I seem to remember walking around a carnival with Karen; the kind of carnival that has food booths for fried oreos, funnel cakes, and sausages as big as a baby’s arm.
I felt a vague uneasiness walking around–but who doesn’t at a carnival? The chance of instant, gruesome death on a carnival ride is WAY more than zero and who doesn’t think weird, terrible stuff happens in the carny tents and trucks out back?
That’s all I can remember though. So I’m thinking God didn’t impart anything to me worth noting.
Or maybe I’m too dull to understand the dream?
We were at a friend’s house party last night–we ate pizza, drank delicious cocktails, played the money-burning dice game Left, Center, Right, (which I’ve ordered for our Christmas gathering, btw), and generally soaked up the good vibes of being with good friends.
I prayed with my friends before we started eating and I didn’t feel anything was amiss– but yet…I know later, I said questionable things (that I won’t share here), for comic effect and was hugely successful.

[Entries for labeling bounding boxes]
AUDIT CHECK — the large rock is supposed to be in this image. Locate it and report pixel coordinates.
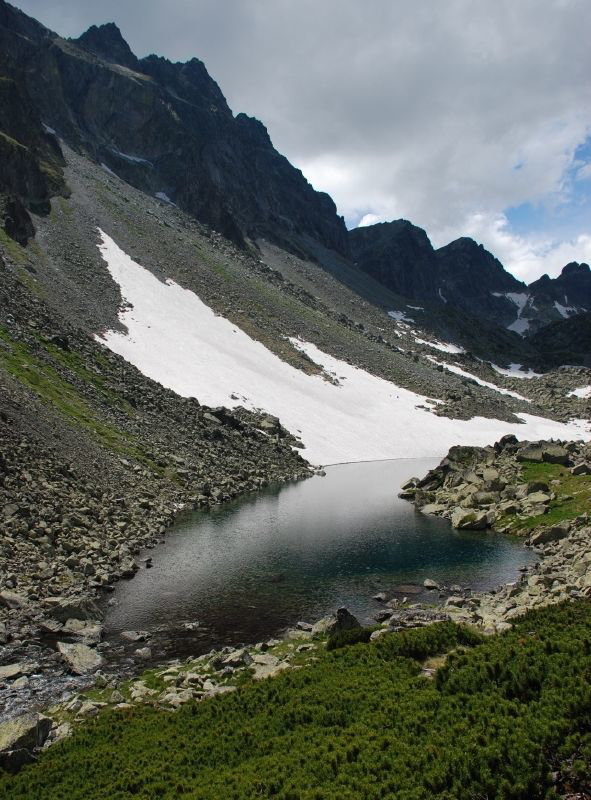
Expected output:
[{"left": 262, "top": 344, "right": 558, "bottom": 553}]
[
  {"left": 0, "top": 713, "right": 53, "bottom": 771},
  {"left": 529, "top": 522, "right": 570, "bottom": 547},
  {"left": 312, "top": 608, "right": 361, "bottom": 636},
  {"left": 57, "top": 642, "right": 104, "bottom": 675},
  {"left": 45, "top": 597, "right": 103, "bottom": 622},
  {"left": 0, "top": 664, "right": 26, "bottom": 683},
  {"left": 517, "top": 442, "right": 568, "bottom": 464},
  {"left": 517, "top": 444, "right": 544, "bottom": 464},
  {"left": 451, "top": 508, "right": 489, "bottom": 531},
  {"left": 542, "top": 444, "right": 569, "bottom": 464},
  {"left": 0, "top": 589, "right": 28, "bottom": 609}
]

→ Brief:
Transcribe word for word the passage of the carnival dream post above, from "That’s all I" to "with good friends.".

→ Reply to the task:
That’s all I can remember though. So I’m thinking God didn’t impart anything to me worth noting.
Or maybe I’m too dull to understand the dream?
We were at a friend’s house party last night–we ate pizza, drank delicious cocktails, played the money-burning dice game Left, Center, Right, (which I’ve ordered for our Christmas gathering, btw), and generally soaked up the good vibes of being with good friends.